[QUOTED PASSAGE]

Historians believe rats arrived in the new world as stowaways on the sailing ships of explorers like Christopher Columbus. These “colonist” rats brought diseases such a plague and typhus. A recently published study of rats in New York City “rats” on the veritable Noah’s Ark of organisms infecting these ubiquitous pests.
Scientists ratting on the rat
One hundred and thirty three NYC rats were collected for study. Samples of urine, feces and blood obtained from these rats were tested for the genetic material of bacteria, viruses and protozoa. For those organisms like E. coli, known to infect rats, humans and pets, very specific tests were performed to identify these pathogens. Several intestinal pathogens were found in the rats, in addition to E. coli, Clostridium and Salmonella.
Another concerning, but not surprising bacteria found in the rats was Leptospira. Leptospira bacteria spreads to humans and dogs through the urine of infected rats. At The Animal Medical Center, we see a couple of canine patients a year with severe, life-threatening kidney failure from Ieptospirosis.
What wasn’t found
Nearly as interesting as the list of organisms that were identified, was the list of organisms not identified. One of the most deadly diseases carried by rats and having the ability to infect people and their pets is the plague. Reassuringly, not a single rat was infected with the plague causing bug, Yersinia pestis. Ditto for Listeria, a food borne illness, and Toxoplasma, a serious disease in pregnant women.

[/QUOTED PASSAGE]

PROBLEMS AND TASKS:
**A.** Answer these questions from the article on New York City rats, each on its own line:
(i) How many New York City rats were collected for the study?
(ii) Through what does Leptospira spread to humans and dogs?
(iii) What is the name of the plague-causing organism?
**B.** Say whether each statement agrees with the article on New York City rats. Answer yes or no and quote the words that decide it.
(i) Urine, feces and blood samples from the rats were tested.
(ii) Some of the rats were found to carry the plague.
(iii) Very specific tests were run for organisms such as E. coli.
**C.** Write out the part of the article on New York City rats that starts with "Historians believe rats" and goes on through "these ubiquitous pests.", without changing anything.

[SOURCE DATA]

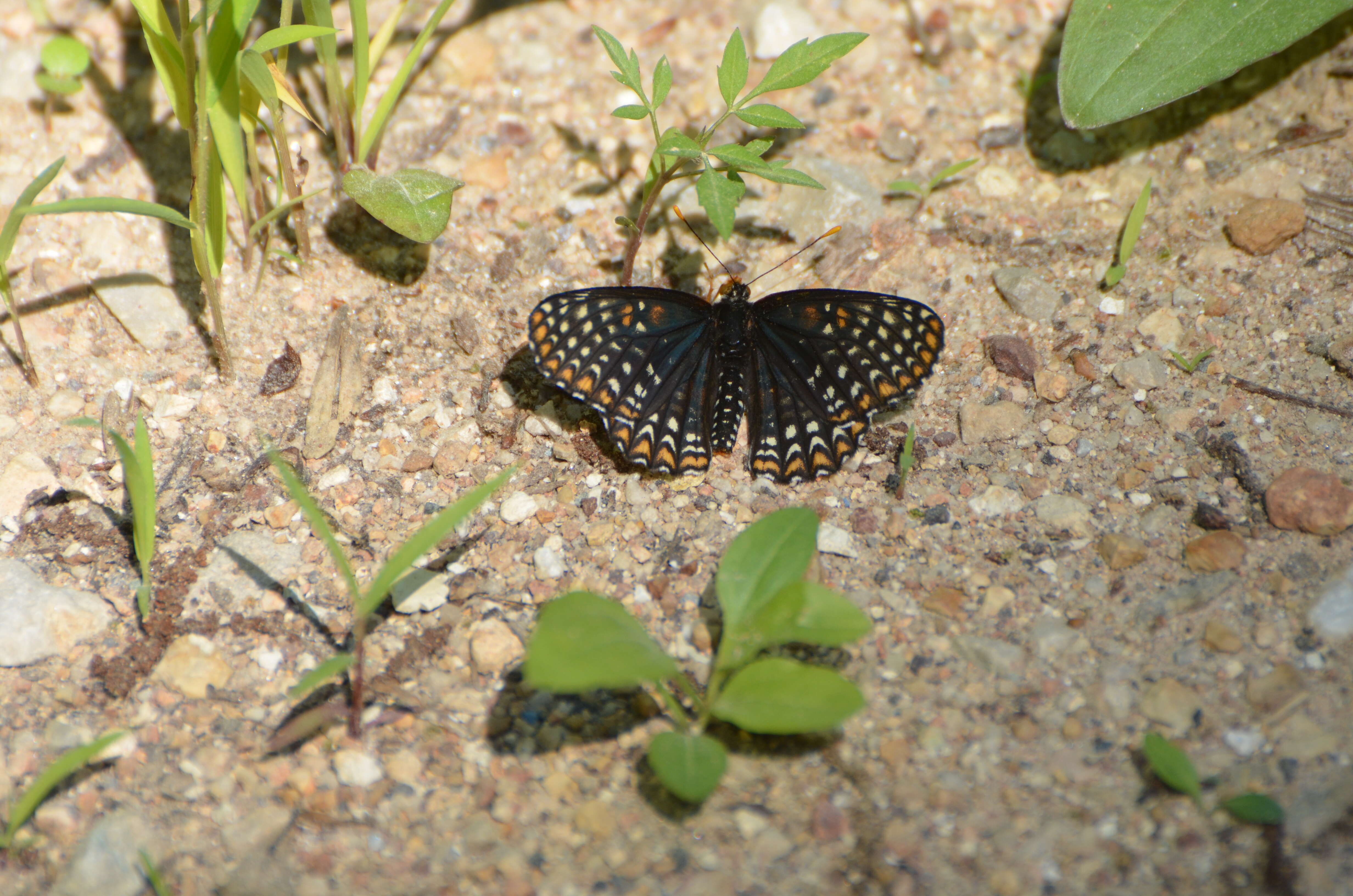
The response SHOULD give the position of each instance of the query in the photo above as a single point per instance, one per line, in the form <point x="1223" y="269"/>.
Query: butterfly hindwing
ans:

[/SOURCE DATA]

ANSWERS TO THE EXERCISES:
**A.**
(i) One hundred and thirty three
(ii) The urine of infected rats
(iii) Yersinia pestis

**B.**
(i) Yes: "Samples of urine, feces and blood obtained from these rats were tested for the genetic material of bacteria, viruses and protozoa."
(ii) No: "Reassuringly, not a single rat was infected with the plague causing bug, Yersinia pestis."
(iii) Yes: "For those organisms like E. coli, known to infect rats, humans and pets, very specific tests were performed to identify these pathogens."

**C.**
Historians believe rats arrived in the new world as stowaways on the sailing ships of explorers like Christopher Columbus. These “colonist” rats brought diseases such a plague and typhus. A recently published study of rats in New York City “rats” on the veritable Noah’s Ark of organisms infecting these ubiquitous pests.